Kutipan Halaman =>

Hukum Berkurban, Sunah atau Wajib?

Kurban merupakan ritual warisan Nabi Ibrahim dan Nabi Ismail.

Antara/Ari Bowo Sucipto
Pedagang menggiring sapi menuju kendaraan angkut di Pasar Hewan Kandangan, Ngawi, Jawa Timur, Selasa (30/5/2023). Banyaknya pedagang dari Bojonegoro, Magetan, Madiun, dan Sragen yang mendatangi pasar hewan tersebut untuk membeli sapi dan dijual lagi sebagai hewan kurban menyebabkan harga sapi naik, seperti sapi dengan bobot 200 kilogram harganya kini meningkat dari Rp18 juta menjadi Rp20 juta per ekor.
Rep: Rossi Handayani Red: Erdy Nasrul

REPUBLIKA.CO.ID, JAKARTA -- Kurban merupakan salah satu syiar Islam, yang mengisi hari raya besar Islam, hari raya idul Adha. Syariat yang sudah ada sejak zaman Nabi Ibrahim ini, selalu rutin dilakukan oleh Nabi Muhammad shallallahu’alaihi wasallam setiap tahunnya. Lantas apa hukum berkurban bagi umat muslim?

Informasi Disediakan =>
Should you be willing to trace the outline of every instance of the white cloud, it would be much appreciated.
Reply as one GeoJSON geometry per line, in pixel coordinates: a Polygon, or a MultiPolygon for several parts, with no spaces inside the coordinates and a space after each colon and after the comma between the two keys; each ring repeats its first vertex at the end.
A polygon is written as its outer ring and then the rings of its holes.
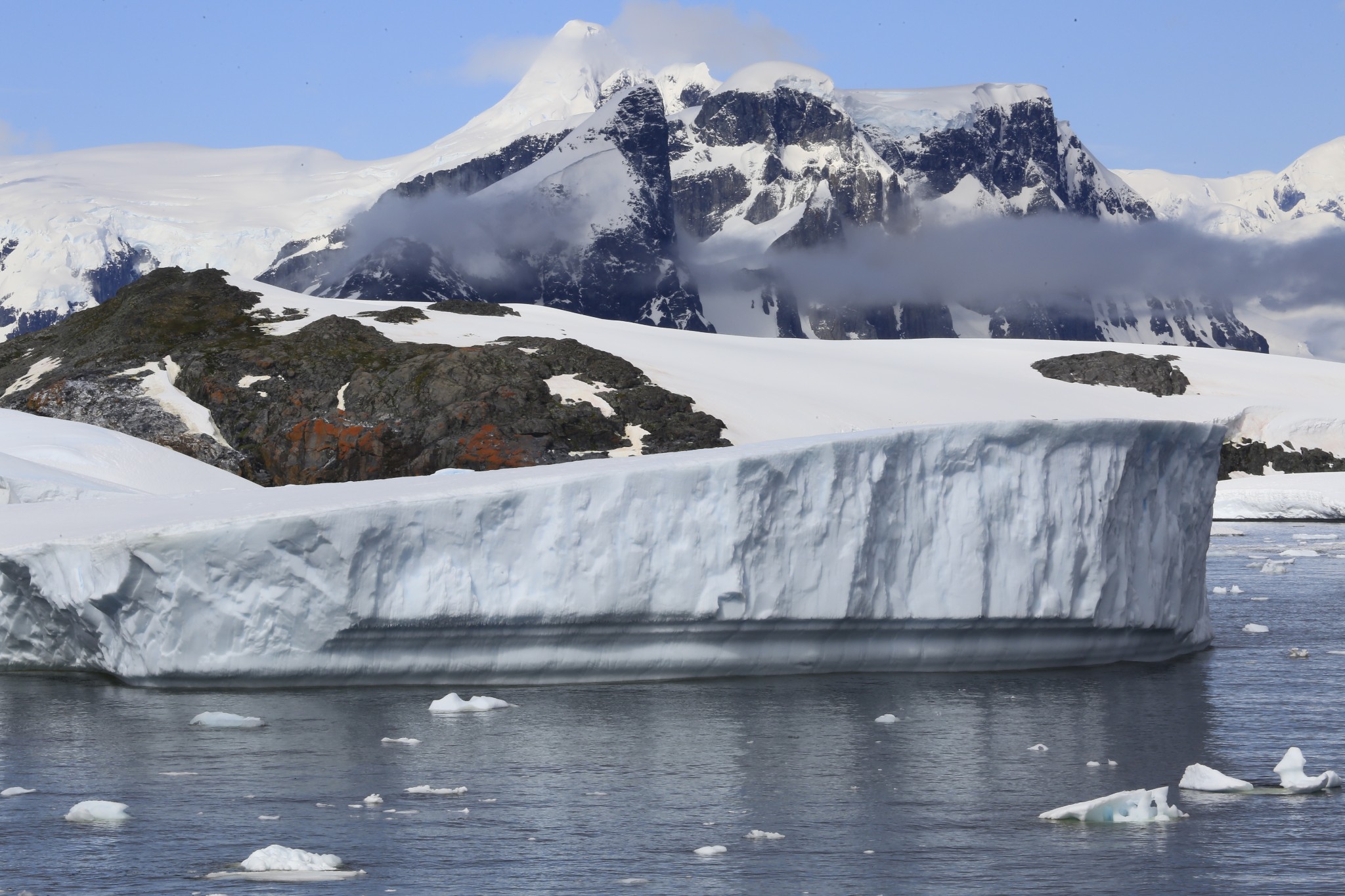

Instruksi Diberikan 1 => Menurut artikel tentang hukum berkurban, kurban mengisi hari raya besar Islam yang mana?
Instruksi Diberikan 2 => Teruskan artikel tentang hukum berkurban setelah kalimat terakhir yang tercantum.

Jawaban Latihan 1 => Kurban mengisi hari raya Idul Adha.

Jawaban Latihan 2 =>
Baca Juga


Dikutip dari buku Yang Sering Ditanya Seputar Kurban oleh Ahmad Anshori, Ada dua pendapat ulama tentang hukum berkurban: Pertama, hukum berkurban adalah sunah muakkadah. Pendapat ini dipegang oleh mayoritas ulama (jumhur). Dalilnya adalah, hadis dari Ummu Salamah radhiyallahu ‘anha, bahwa Rasulullah shallallahu ‘alaihi wa sallam bersabda:ْ

إذا رأيتم هلال ذي الحجة، وأراد أحدكم أن يضحي، فليمسك عن شعره وأظفاره

“Jika kalian melihat hilal bulan Dzulhijjah dan salah seorang kalian mau berkurban, maka tahanlah diri anda dari mencukur rambut, dan memotong kukunya”. (HR. Muslim)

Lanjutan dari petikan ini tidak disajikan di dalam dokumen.